Exercise instructions:
Would you return each entry exactly as written, omitting any pictures?
########
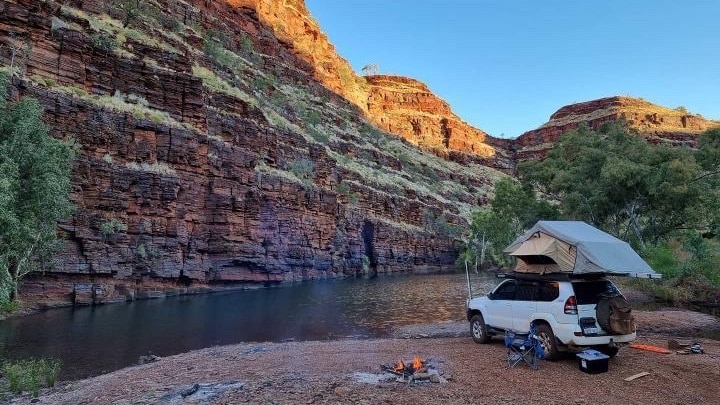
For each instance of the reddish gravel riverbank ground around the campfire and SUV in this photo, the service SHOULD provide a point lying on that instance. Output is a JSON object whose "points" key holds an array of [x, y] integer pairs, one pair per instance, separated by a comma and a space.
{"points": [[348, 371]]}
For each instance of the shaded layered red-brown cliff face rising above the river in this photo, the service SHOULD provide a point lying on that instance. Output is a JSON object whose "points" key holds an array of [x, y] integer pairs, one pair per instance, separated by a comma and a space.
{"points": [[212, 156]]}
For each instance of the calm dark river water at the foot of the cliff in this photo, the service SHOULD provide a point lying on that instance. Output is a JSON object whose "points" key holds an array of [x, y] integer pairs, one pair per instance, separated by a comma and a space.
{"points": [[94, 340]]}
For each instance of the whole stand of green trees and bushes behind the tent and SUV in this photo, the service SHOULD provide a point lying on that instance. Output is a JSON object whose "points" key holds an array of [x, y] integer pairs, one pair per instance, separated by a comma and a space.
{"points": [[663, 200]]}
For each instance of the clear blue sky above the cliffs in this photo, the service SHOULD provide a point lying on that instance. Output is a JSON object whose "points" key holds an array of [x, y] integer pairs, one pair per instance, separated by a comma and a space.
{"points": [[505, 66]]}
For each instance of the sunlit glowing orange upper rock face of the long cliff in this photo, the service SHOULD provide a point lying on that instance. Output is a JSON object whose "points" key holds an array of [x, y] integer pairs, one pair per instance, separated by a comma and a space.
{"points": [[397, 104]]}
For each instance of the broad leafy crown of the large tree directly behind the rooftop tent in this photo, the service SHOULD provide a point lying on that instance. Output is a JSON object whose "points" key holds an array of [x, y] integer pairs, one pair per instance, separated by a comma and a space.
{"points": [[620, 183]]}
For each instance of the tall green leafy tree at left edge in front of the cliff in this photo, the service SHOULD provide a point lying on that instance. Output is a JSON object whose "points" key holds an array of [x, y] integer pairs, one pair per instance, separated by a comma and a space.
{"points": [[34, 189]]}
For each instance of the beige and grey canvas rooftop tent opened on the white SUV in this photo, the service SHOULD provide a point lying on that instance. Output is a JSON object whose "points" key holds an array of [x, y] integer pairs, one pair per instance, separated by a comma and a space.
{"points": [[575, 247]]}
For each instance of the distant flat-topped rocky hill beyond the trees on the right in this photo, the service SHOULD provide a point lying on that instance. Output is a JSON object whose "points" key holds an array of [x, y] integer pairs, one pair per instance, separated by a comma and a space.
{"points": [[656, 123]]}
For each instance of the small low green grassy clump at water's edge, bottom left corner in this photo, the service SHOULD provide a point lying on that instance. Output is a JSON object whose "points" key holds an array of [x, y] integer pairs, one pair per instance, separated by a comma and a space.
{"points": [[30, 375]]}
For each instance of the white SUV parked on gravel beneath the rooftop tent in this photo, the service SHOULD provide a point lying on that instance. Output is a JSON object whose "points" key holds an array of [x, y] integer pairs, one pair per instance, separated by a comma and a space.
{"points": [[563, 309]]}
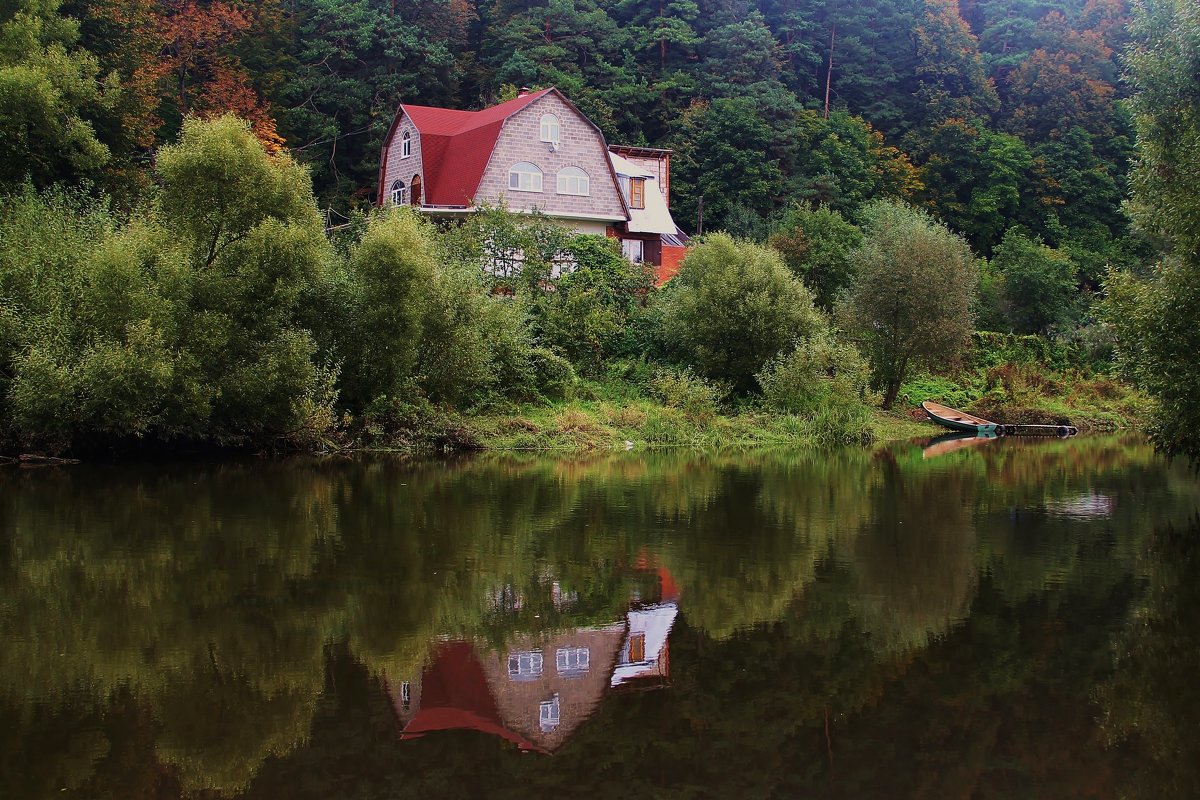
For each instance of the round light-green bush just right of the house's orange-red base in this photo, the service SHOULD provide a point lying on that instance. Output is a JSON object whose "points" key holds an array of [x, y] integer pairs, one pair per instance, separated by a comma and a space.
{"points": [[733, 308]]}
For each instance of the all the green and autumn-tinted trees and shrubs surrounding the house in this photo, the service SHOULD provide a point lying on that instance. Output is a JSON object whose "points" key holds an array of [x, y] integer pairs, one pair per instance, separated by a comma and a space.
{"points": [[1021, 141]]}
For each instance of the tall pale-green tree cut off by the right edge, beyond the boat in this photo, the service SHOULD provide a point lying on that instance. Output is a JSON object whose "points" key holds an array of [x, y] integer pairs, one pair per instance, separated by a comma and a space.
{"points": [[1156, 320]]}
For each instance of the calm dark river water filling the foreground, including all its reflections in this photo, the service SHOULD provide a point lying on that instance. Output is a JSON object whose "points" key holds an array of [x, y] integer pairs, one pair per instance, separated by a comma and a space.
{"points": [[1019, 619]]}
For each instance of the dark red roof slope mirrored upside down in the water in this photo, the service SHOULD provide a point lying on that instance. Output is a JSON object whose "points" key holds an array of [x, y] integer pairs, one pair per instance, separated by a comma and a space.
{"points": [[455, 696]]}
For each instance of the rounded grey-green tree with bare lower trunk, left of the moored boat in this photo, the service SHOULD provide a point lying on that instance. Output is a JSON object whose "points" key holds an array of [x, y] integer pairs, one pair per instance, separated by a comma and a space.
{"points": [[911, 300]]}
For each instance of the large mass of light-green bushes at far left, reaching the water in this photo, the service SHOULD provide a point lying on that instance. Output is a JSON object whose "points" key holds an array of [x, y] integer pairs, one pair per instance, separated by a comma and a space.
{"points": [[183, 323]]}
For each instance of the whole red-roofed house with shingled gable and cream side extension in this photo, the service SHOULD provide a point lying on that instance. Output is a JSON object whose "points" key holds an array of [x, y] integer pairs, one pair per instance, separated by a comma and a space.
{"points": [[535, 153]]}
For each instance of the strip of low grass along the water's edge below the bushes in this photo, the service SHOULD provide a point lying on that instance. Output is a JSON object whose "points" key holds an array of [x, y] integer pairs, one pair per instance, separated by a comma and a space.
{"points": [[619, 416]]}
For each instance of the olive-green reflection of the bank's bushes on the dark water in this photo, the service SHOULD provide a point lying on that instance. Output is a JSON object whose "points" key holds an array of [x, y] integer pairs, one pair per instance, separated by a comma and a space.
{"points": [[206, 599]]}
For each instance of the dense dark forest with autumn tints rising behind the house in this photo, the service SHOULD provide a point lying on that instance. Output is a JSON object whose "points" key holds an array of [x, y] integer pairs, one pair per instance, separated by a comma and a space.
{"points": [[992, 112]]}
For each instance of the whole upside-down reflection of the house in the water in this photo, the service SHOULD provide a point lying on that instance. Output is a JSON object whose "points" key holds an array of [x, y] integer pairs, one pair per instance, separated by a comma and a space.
########
Result of this task:
For each instance of the reddish gravel riverbank ground around the campfire and SUV in this photo, the service SHOULD provide a point lying on that instance. Output is a JSON object whose "points" key holds an array of [x, y] integer pairs, one pair per instance, separated by a comma and a space.
{"points": [[348, 371]]}
For each instance of the shaded layered red-brown cliff face rising above the river in this photo, the service SHOULD provide a point lying on that instance. Output is a JSON object whose "points" key holds an array of [x, y] integer pairs, one pair per instance, separated by a comma and a space.
{"points": [[212, 156]]}
For each instance of the calm dark river water at the foot of the cliff in this photo, the service SHOULD provide a point lying on that instance. Output is a JSON object whose "points" key holds an array of [x, y] integer pairs, one pair per instance, separated by a comma and a space.
{"points": [[94, 340]]}
For each instance of the whole stand of green trees and bushes behind the tent and SUV in this photo, the service SHOULD provide a point lying on that instance. Output is a JSON object whose "points" key holds an array of [x, y] integer pairs, one pair per instance, separated by a comma and a space.
{"points": [[663, 200]]}
For each instance of the clear blue sky above the cliffs in this photo, the service SHOULD provide a point lying on that instance. Output is a JSON object whose "points" key holds an array of [x, y] integer pairs, one pair per instance, separated by a comma and a space.
{"points": [[505, 66]]}
For each instance of the sunlit glowing orange upper rock face of the long cliff in this photo, the service SHOULD provide a point lying on that instance. Output is a JSON object whose "points" key holds an array of [x, y] integer pairs, one pair per instance, separated by a comma and a space.
{"points": [[397, 104]]}
For each instance of the broad leafy crown of the large tree directly behind the rooftop tent in this photo, the service SHOULD provide a point lying on that instance. Output is a JSON object whose "points" key holds an array of [x, y] integer pairs, one pair per instance, separated by a comma and a space.
{"points": [[620, 183]]}
For each instance of the tall green leafy tree at left edge in front of the cliff in this photo, the service SHOULD provide a point lying on that instance. Output is a JSON object whose "points" key holds an array of [x, y] integer pairs, one pair per instance, separated by a comma and a space.
{"points": [[34, 189]]}
For each instance of the beige and grey canvas rooftop tent opened on the white SUV in this photo, the service SHOULD provide a point lying on that instance. Output is a JSON object whose "points" key holds an array of [x, y] integer pairs, one pair per instance, separated by a comma and a space.
{"points": [[575, 247]]}
For each instance of the distant flat-topped rocky hill beyond the trees on the right in this photo, the service SHOULD provide a point lying on that instance. Output is a JSON object whose "points" key holds an array of [x, y] integer pairs, one pair per instance, separated by a comma and a space.
{"points": [[656, 123]]}
For each instance of the small low green grassy clump at water's edge, bottom left corner in this photo, the service SHOULD provide a point lying on that instance. Output is a JSON object whose "points" key holds an array of [x, y] integer pairs, one pair per instance, separated by a comma and a space.
{"points": [[30, 375]]}
For each instance of the white SUV parked on gravel beneath the rooftop tent in this photo, the service SHOULD provide a point lying on that instance. Output is a JSON object whose "points" key holds an array of [x, y] integer pairs, one pair per instance, separated by a comma and a space.
{"points": [[563, 309]]}
For each instance of the round light-green bush just right of the house's orange-red base in this photo, the service SHOULD provide a point lying on that instance. Output is a JSON object whose "points" key holds an array of [x, y] integer pairs, one pair per instance, separated by a comma and a space.
{"points": [[733, 308]]}
For each instance of the all the green and autumn-tinted trees and shrubs surrounding the house in this photo, the service SHOULD provide a point lying on that instance. Output is a JSON object whose "points" key holds an array of [x, y] integer pairs, one pair per instance, separated by a comma and a space.
{"points": [[1021, 141]]}
For each instance of the tall pale-green tree cut off by the right edge, beyond the boat in this photo, the service SHOULD provide a point lying on that instance. Output is a JSON object whose "points" key holds an array of [x, y] integer pairs, one pair per instance, separated by a comma and a space.
{"points": [[1156, 320]]}
For each instance of the calm dark river water filling the foreground, including all its reflections in this photo, the service SHOULD provide a point lying on that instance. Output is a JSON object whose "points" key holds an array of [x, y] integer pairs, one pair per instance, separated by a comma and a space.
{"points": [[1019, 619]]}
For each instance of the dark red roof slope mirrored upside down in the water in this photo, the service SHOULD provide a point lying on that instance. Output is a JSON object whose "points" key holds an array of [x, y] integer pairs, one pair per instance, separated by a comma and a space.
{"points": [[455, 696]]}
For each instance of the rounded grey-green tree with bare lower trunk, left of the moored boat in this photo, the service SHOULD provide a point lying on that instance. Output is a JSON object whose "points" key holds an array of [x, y] integer pairs, one pair per instance, separated by a comma and a space.
{"points": [[911, 300]]}
For each instance of the large mass of light-green bushes at far left, reaching the water in this photo, the service SHOULD provide a point lying on that instance. Output is a JSON object whose "points" key holds an array of [x, y] integer pairs, one pair per instance, separated by a comma and a space.
{"points": [[183, 323]]}
For each instance of the whole red-roofed house with shingled gable and cream side extension in this photo, the service SHOULD provide a point lying on that instance. Output is a JSON object whose "points" key holds an array of [x, y] integer pairs, one pair per instance, separated by a comma and a space.
{"points": [[535, 153]]}
For each instance of the strip of low grass along the water's edge below the bushes in this photo, the service SHOULD provide a point lying on that instance. Output is a JSON object whose "points" key holds an array of [x, y] integer pairs, one pair per instance, separated by a comma and a space.
{"points": [[619, 416]]}
For each instance of the olive-green reflection of the bank's bushes on the dark water in this photo, the service SHOULD provide a point lying on that instance. Output is a JSON object whose "points" key holds an array of [x, y] integer pairs, one pair per instance, separated by a comma and a space.
{"points": [[206, 599]]}
For each instance of the dense dark forest with autumn tints rising behind the house in this photo, the service SHOULD provide a point lying on that instance. Output is a JSON object whose "points" key holds an array of [x, y] integer pairs, one pair per instance, separated by a comma and a space.
{"points": [[992, 112]]}
For each instance of the whole upside-down reflection of the house in the water in this photo, the service SHOULD provide a point lying on that instance. Output is a JSON object whose "points" key holds an array of [x, y] integer pairs, one pair per instance, separated by a comma and a space.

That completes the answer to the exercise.